§ INPUT MATERIAL

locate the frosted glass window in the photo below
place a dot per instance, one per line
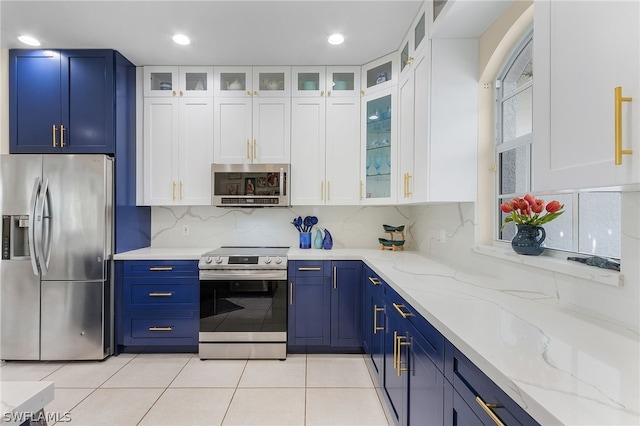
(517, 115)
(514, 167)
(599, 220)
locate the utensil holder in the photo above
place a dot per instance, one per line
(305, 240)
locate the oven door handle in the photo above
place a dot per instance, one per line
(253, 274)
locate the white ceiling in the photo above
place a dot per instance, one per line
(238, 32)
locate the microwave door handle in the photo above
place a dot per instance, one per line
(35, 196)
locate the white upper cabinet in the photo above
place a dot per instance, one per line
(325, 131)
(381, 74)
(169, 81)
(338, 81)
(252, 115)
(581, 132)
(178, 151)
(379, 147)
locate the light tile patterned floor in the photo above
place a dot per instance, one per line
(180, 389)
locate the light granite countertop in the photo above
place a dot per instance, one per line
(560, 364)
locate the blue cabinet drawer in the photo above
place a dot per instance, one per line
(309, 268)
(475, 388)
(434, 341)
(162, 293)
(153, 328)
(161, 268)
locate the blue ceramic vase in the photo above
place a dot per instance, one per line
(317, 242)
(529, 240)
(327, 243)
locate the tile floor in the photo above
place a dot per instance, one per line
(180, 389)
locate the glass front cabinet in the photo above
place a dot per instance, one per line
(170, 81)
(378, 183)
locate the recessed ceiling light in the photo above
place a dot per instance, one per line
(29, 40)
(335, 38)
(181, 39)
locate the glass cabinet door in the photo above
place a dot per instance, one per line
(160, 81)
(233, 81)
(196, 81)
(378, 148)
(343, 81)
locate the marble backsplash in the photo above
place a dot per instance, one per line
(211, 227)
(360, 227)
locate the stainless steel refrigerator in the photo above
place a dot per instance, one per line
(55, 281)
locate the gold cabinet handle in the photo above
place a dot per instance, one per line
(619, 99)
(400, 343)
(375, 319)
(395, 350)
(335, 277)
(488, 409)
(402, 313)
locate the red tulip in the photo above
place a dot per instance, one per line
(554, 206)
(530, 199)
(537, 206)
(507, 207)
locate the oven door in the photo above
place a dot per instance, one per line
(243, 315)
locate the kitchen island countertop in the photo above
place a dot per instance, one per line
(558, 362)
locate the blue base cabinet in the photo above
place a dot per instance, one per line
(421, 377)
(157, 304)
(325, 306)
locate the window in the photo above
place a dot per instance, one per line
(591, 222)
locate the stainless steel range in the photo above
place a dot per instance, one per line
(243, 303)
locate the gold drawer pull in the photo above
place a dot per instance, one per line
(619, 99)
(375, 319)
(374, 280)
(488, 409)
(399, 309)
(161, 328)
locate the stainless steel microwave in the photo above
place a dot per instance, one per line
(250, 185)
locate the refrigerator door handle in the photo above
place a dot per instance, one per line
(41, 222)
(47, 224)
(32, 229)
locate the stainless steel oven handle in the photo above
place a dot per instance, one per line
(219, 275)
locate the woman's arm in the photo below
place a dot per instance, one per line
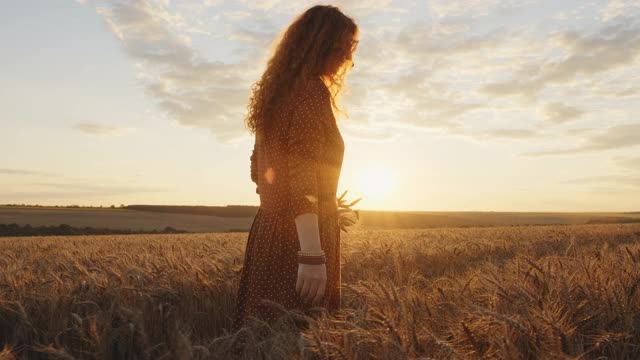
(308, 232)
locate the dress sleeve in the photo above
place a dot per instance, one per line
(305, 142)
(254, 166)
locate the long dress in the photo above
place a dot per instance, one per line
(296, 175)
==
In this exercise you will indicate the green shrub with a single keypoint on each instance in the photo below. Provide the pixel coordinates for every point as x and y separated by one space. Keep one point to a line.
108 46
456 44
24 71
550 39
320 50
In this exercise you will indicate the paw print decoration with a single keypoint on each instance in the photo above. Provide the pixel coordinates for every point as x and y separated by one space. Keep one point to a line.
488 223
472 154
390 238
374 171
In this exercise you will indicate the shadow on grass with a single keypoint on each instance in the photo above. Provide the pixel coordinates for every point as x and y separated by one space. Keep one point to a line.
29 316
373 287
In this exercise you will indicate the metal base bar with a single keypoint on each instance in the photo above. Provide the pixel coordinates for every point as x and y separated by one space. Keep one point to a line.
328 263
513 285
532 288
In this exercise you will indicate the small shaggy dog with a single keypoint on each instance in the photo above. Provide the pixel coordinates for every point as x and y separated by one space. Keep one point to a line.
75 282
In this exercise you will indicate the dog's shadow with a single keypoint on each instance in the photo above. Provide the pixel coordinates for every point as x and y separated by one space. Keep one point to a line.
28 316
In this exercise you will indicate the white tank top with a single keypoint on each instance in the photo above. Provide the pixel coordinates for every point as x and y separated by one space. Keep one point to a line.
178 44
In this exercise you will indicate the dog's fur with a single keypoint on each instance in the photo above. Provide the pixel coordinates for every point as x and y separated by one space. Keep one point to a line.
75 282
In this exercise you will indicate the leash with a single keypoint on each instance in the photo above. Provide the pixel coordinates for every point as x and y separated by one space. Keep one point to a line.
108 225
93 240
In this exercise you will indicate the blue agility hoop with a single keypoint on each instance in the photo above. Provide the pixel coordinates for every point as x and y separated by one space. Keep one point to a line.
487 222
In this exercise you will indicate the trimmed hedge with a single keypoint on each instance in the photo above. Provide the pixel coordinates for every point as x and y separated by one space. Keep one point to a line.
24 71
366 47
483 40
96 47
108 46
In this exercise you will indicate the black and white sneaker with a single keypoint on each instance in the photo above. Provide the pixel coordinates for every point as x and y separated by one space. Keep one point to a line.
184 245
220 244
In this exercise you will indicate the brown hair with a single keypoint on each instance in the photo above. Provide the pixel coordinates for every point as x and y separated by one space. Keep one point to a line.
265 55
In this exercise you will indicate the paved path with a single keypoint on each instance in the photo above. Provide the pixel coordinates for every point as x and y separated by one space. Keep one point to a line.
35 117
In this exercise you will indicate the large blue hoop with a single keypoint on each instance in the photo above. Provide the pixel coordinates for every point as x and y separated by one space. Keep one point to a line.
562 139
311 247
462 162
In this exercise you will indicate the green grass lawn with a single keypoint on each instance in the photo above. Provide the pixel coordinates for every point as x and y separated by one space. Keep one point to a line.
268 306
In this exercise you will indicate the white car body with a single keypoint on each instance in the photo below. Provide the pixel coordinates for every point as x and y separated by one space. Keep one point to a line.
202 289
--
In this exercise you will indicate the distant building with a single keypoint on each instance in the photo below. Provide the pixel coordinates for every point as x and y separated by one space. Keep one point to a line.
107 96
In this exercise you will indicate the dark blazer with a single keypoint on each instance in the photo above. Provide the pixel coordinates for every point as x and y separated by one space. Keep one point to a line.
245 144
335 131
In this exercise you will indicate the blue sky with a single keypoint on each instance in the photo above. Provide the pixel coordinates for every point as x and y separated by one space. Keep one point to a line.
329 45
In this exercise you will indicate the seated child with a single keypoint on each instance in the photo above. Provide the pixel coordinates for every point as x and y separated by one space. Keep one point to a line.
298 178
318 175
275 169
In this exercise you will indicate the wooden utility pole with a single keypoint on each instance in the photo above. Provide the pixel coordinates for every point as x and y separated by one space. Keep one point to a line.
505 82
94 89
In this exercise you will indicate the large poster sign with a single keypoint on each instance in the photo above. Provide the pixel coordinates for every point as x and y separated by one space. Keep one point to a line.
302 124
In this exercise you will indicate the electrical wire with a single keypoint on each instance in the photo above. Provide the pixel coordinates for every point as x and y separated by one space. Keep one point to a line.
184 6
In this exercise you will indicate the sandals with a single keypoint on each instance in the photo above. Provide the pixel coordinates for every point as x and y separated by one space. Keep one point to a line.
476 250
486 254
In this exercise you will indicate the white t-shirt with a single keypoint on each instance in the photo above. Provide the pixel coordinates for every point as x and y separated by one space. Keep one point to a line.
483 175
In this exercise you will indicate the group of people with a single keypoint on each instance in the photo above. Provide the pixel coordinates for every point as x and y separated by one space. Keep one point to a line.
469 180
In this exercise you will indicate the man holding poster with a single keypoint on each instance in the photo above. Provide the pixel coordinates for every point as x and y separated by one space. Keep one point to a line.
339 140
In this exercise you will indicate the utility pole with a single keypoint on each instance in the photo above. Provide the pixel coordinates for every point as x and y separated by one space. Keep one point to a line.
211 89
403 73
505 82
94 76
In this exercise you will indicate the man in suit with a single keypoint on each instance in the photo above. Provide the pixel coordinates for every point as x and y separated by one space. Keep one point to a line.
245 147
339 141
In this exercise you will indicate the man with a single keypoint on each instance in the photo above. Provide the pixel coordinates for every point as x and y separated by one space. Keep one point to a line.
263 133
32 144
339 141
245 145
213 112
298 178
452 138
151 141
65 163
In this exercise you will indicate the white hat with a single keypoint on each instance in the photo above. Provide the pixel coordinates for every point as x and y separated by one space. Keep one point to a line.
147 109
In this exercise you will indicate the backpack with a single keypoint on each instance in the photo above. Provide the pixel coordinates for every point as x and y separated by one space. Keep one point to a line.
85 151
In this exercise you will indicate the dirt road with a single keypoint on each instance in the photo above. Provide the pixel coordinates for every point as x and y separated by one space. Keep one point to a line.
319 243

§ OBJECTIVE
From the records above, copy every line that contains the string "window". Case counts.

§ WRITTEN REPLY
locate the frosted glass window in the photo below
locate the window in the photo above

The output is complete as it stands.